### [Document excerpt]
+ + + + + + +
Inventory management remains an area of key focus across the group which supported its ability to exit the winter season
in a clean position and minimise end of season markdowns. Gross inventory growth of 13.6% at the end of the Period was
driven by the early arrival of stock ahead of the festive period to ensure that global supply chain disruption was minimised.
Excluding goods in transit, inventory was up 9.5%. Stock freshness (0 - 3 months ageing) at the end of the Period of 86.5%
was significantly higher than the prior period of 81.0%.

Capital expenditure of R383m was primarily allocated towards new stores and revamps. The annual capex forecast of
approximately R1bn and 200 stores remains. The group's cash conversion ratio increased to 83.7% and it ended the Period
debt free and with available cash of R2.2bn.

Outlook

South Africa's economic outlook has improved since the general elections in May. A collaborative Government of National
Unity has brought renewed optimism and has established a platform to support higher economic growth.
+ + + + + + +
### [Dataset extract]
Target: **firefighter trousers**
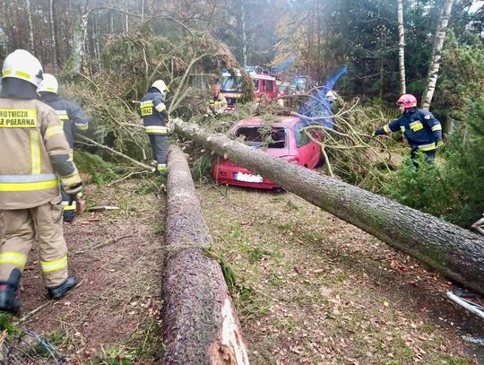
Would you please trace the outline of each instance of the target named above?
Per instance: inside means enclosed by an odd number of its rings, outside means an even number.
[[[62,196],[62,215],[64,222],[73,222],[75,218],[76,202],[71,202],[71,197],[65,192],[65,189],[61,185],[61,196]],[[69,204],[70,203],[70,204]]]
[[[46,287],[67,279],[67,247],[62,229],[61,198],[29,209],[0,211],[4,235],[0,246],[0,281],[15,268],[23,272],[34,240],[39,240],[42,279]]]
[[[153,160],[156,160],[157,169],[159,172],[163,172],[167,169],[167,158],[169,141],[167,135],[149,134],[150,143],[153,152]]]

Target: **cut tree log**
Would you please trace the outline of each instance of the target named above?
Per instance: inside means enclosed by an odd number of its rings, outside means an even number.
[[[269,178],[446,278],[484,294],[482,237],[367,190],[288,163],[225,135],[210,134],[181,119],[173,122],[176,133]]]
[[[185,154],[169,149],[167,257],[162,283],[164,364],[248,364],[246,343]]]

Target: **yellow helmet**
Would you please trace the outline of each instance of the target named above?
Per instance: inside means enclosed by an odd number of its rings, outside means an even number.
[[[42,81],[42,74],[40,62],[25,49],[17,49],[12,52],[4,61],[2,68],[4,78],[13,77],[39,86]]]

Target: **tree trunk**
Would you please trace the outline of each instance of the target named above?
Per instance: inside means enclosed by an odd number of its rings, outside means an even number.
[[[184,153],[168,160],[163,363],[248,364],[246,343]]]
[[[484,294],[484,239],[359,187],[175,120],[175,131]]]
[[[400,92],[407,93],[405,85],[405,28],[403,27],[403,0],[398,0],[398,66],[400,69]]]
[[[440,59],[442,58],[442,48],[445,39],[445,32],[447,31],[447,24],[452,11],[454,0],[445,0],[445,4],[442,10],[439,25],[436,31],[436,39],[434,40],[434,48],[432,56],[430,56],[430,64],[428,65],[428,74],[425,84],[425,91],[422,95],[421,107],[424,109],[430,108],[434,91],[436,91],[436,80],[438,77],[438,69],[440,68]]]
[[[86,5],[87,6],[87,5]],[[73,44],[73,71],[81,72],[82,60],[86,50],[87,22],[89,11],[84,7],[82,10],[81,19],[74,26]]]
[[[30,1],[26,0],[27,2],[27,17],[29,19],[29,46],[30,48],[30,52],[35,55],[35,43],[33,39],[33,24],[32,24],[32,13],[30,12]]]

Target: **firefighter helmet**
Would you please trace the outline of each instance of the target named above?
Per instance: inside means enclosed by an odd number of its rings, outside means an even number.
[[[398,105],[403,105],[405,109],[417,106],[417,98],[412,94],[403,94],[397,100]]]
[[[212,85],[210,89],[212,90],[212,92],[220,92],[220,86],[217,83]]]
[[[39,86],[42,81],[42,65],[30,52],[16,49],[8,55],[2,68],[3,77],[21,79]]]
[[[42,80],[37,91],[39,92],[47,91],[47,92],[54,92],[56,94],[58,88],[59,88],[59,83],[57,83],[57,79],[56,79],[56,77],[53,74],[44,74],[44,80]]]
[[[151,87],[157,89],[163,95],[169,91],[169,89],[168,88],[167,84],[163,80],[155,81]]]
[[[328,92],[326,92],[326,99],[333,101],[336,99],[338,99],[338,94],[333,91],[333,90],[330,90]]]

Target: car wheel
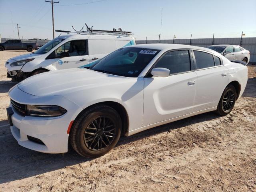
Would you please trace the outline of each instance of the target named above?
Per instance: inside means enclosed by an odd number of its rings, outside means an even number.
[[[236,100],[236,92],[232,85],[228,86],[222,93],[216,112],[220,115],[226,115],[234,108]]]
[[[33,76],[33,75],[36,75],[37,74],[39,74],[40,73],[44,73],[44,72],[48,72],[48,70],[47,70],[45,69],[39,69],[38,70],[36,70],[34,72],[32,72],[30,74],[30,76]]]
[[[115,146],[121,130],[121,118],[116,110],[106,105],[96,106],[80,115],[74,122],[70,141],[82,156],[97,157]]]
[[[243,61],[244,62],[245,62],[246,63],[247,63],[247,62],[248,61],[247,60],[247,59],[246,58],[244,58],[244,59],[243,59]]]
[[[32,52],[33,51],[33,48],[31,47],[28,47],[27,48],[27,51],[28,52]]]

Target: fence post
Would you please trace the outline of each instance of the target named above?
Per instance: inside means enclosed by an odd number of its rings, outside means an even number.
[[[190,35],[190,42],[189,43],[189,45],[191,45],[191,38],[192,38],[192,34]]]
[[[214,34],[213,34],[213,37],[212,37],[212,45],[213,45],[214,44]]]

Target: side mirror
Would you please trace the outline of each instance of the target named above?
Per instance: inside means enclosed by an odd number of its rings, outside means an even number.
[[[231,51],[226,51],[226,53],[224,53],[224,55],[226,55],[227,54],[230,54],[231,53]]]
[[[170,75],[170,70],[166,68],[154,68],[151,70],[151,74],[154,77],[167,77]]]

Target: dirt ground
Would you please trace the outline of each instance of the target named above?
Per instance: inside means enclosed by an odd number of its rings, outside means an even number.
[[[45,154],[19,146],[6,114],[4,63],[26,51],[0,52],[0,191],[256,191],[256,78],[229,115],[209,112],[122,137],[105,156]]]

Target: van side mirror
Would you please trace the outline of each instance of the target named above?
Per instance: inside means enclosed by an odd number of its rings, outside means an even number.
[[[167,77],[170,75],[170,70],[161,67],[154,68],[151,70],[151,74],[153,77]]]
+ + + + + + +
### [Tasks]
A. In the retail group's results excerpt, how much was spent on capital expenditure during the Period, and what was it mainly allocated toward?
B. Please pick up the retail group's results excerpt where its outlook section stops and carry it on.
The rows play no part in this work.

### [Task results]
A. R383m, primarily allocated toward new stores and revamps.

B.
The group anticipates that the persistence of economic and consumer pressures experienced in H1 will begin to ease. Lower
inflation, interest rate cuts and the implementation of the two-pot retirement system will buoy disposable income and
discretionary spending.

The group planned its festive season inventory intake early to mitigate supply chain risks and ensure that it has optimal stock
levels. Early signs of a recovery in the retail environment were seen in Q2 with improving sales growth in all 3 months.
September closed with sales growth of 6.6% and this momentum continued into October with sales up 11.5%, ahead of the
comparable market's growth of 7.4%, resulting in further market share gains of 60bps. The first two weeks of November
started strongly with sales increasing 14.7%. All trading segments delivered double digit growth in the seven-week period to
16 November and recorded improvements in GP margin.

The group is confident that it can continue to execute strongly and deliver appealing fashion-value merchandise at everyday
low prices. Delivering profitable market share gains and returns in line with the group's annual medium-term targets remain
key strategic outcomes in H2.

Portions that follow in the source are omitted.